[Aim of the exercise]
Edit the lines starting with the line that contains "Where can you find the black shoe" and going on through the line that contains "pixel 139 156" so that "stage platform" becomes "raised stage". Give back only those lines, with nothing else changed.

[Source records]
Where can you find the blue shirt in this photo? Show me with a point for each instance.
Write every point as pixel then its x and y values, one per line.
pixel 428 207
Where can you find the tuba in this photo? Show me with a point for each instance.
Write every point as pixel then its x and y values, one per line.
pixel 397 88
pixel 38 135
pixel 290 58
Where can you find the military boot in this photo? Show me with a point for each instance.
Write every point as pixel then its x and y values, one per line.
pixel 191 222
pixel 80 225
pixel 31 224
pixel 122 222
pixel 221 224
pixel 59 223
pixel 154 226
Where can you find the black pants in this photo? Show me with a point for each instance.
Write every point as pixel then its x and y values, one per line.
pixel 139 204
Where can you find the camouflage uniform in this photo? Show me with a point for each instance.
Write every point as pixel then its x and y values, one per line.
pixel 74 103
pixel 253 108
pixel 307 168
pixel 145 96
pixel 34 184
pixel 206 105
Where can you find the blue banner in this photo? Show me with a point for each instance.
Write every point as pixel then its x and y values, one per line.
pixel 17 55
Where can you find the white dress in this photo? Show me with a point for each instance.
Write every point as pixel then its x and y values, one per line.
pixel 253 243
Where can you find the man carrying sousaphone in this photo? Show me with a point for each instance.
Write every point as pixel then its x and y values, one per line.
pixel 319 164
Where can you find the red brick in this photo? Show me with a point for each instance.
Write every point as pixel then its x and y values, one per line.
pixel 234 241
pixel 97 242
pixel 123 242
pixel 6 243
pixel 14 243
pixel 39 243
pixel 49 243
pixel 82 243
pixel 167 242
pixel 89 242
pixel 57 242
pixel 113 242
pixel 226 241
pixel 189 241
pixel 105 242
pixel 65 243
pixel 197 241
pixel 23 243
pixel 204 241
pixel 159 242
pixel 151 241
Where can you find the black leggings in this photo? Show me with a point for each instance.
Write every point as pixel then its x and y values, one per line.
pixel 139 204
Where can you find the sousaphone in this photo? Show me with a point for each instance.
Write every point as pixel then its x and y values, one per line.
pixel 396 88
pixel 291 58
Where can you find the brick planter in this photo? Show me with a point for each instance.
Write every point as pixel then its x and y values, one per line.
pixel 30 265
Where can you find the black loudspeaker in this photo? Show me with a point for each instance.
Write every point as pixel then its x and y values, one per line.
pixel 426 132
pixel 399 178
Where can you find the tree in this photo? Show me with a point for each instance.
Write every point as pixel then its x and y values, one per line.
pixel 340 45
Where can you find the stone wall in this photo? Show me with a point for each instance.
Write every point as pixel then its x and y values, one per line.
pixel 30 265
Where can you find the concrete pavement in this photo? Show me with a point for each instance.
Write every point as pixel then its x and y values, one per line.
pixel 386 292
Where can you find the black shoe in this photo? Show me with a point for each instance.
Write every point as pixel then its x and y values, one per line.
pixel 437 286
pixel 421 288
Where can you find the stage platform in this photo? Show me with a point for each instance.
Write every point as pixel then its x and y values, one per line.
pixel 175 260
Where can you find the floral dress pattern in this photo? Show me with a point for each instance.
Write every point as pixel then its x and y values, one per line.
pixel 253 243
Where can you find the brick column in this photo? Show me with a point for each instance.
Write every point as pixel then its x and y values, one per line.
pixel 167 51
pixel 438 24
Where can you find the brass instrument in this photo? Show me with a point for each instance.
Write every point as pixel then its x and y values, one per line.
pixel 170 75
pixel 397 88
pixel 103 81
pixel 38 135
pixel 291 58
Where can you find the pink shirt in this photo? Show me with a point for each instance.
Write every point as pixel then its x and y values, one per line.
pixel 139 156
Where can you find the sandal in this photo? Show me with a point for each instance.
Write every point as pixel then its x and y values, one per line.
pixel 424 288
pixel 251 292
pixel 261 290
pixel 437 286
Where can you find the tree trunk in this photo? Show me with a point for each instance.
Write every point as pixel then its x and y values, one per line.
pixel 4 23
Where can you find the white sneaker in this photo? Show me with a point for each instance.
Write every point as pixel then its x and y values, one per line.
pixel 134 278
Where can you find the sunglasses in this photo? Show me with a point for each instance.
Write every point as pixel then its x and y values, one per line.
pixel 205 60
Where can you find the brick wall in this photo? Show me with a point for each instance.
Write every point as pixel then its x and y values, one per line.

[The output]
Where can you find the black shoe in this photo? Show me with a point for each instance.
Write every point as pixel then its x and y values, one per line.
pixel 437 286
pixel 421 288
Where can you find the raised stage in this photo? Show me with a point for each instance.
Write every point as pixel then its x and y values, one per line.
pixel 175 260
Where can you find the floral dress pattern in this photo? Show me with a point for each instance.
Write every point as pixel then its x and y values, one per line.
pixel 253 243
Where can you find the brick column in this photo? Show me with a point for each instance.
Write every point as pixel then its x and y values, one per line.
pixel 167 51
pixel 438 24
Where can you find the brass instrument in this photo? Show me with a point for each instance.
Write every point as pixel then its x and y values, one per line.
pixel 170 75
pixel 397 88
pixel 103 81
pixel 38 135
pixel 291 58
Where can you find the pink shirt in this photo? Show me with a point for each instance.
Write every point as pixel then its x and y values, one per line.
pixel 139 156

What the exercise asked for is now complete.